*** Opening Source material ***

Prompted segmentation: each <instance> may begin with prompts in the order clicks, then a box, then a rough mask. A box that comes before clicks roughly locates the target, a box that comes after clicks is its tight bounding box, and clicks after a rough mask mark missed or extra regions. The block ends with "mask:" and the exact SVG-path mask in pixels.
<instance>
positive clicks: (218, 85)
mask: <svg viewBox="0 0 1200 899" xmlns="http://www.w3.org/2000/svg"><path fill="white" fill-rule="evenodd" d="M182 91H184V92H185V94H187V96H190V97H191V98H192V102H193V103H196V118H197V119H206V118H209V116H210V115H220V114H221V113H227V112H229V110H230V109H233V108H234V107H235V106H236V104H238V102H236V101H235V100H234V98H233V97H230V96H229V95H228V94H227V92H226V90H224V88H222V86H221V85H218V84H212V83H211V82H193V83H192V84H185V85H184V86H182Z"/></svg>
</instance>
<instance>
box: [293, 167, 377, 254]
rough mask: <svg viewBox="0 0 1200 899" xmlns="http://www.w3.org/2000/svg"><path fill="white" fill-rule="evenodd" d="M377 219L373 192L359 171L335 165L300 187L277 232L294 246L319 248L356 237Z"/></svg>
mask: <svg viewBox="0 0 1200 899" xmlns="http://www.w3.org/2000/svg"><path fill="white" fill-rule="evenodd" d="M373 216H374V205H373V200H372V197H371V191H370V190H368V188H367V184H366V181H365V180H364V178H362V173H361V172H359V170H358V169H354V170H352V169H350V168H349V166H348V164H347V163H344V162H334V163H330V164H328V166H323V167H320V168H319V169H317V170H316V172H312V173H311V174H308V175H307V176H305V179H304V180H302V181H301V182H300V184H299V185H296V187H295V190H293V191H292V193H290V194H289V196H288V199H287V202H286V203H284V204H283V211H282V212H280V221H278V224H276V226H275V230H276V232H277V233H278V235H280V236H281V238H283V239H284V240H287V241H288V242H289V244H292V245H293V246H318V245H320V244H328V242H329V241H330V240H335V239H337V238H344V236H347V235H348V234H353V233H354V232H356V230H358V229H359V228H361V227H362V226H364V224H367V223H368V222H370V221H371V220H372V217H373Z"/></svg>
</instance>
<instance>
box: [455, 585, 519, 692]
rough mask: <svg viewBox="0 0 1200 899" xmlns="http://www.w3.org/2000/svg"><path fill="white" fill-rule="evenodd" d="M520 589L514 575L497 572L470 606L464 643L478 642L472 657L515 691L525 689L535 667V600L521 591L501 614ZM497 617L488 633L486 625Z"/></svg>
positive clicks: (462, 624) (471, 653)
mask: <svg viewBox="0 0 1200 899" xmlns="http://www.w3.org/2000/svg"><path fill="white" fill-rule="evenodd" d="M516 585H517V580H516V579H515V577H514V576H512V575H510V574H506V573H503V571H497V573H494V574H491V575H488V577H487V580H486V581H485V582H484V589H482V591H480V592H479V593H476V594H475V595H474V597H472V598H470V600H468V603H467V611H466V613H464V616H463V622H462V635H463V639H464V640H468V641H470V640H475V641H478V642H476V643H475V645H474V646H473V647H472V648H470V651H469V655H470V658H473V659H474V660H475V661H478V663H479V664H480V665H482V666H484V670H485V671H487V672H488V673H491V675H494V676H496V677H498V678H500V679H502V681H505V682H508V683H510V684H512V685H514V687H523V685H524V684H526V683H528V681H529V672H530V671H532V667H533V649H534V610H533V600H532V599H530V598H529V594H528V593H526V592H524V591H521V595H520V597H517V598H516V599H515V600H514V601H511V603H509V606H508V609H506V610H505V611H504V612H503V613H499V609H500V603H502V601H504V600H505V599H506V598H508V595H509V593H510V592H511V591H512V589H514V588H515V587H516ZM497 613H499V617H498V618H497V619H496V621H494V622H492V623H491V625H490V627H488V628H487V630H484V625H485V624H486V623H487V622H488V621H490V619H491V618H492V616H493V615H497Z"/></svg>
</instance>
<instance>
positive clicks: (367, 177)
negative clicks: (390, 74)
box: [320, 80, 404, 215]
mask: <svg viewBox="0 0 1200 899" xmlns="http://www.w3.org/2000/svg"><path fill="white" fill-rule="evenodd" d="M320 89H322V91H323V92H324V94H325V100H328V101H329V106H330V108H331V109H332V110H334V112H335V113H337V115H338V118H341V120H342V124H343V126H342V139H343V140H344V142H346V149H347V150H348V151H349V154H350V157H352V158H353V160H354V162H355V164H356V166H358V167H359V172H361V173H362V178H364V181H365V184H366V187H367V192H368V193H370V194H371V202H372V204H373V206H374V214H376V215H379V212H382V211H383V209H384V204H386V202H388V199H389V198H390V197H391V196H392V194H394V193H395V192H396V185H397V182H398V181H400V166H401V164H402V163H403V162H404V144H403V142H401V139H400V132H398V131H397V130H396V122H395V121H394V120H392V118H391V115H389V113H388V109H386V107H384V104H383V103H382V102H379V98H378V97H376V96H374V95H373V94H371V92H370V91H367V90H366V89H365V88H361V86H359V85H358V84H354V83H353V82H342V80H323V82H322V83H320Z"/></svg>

*** Closing Source material ***

● **Task brief**: Using the records above, copy word for word the line with "box: [455, 585, 519, 692]", the line with "589L514 575L497 572L470", and every line between them.

● **Answer section**:
box: [455, 585, 519, 692]
rough mask: <svg viewBox="0 0 1200 899" xmlns="http://www.w3.org/2000/svg"><path fill="white" fill-rule="evenodd" d="M520 589L514 575L497 572L470 606L464 643L478 642L472 657L515 691L525 689L535 667V600L521 591L501 614ZM497 617L488 633L486 625Z"/></svg>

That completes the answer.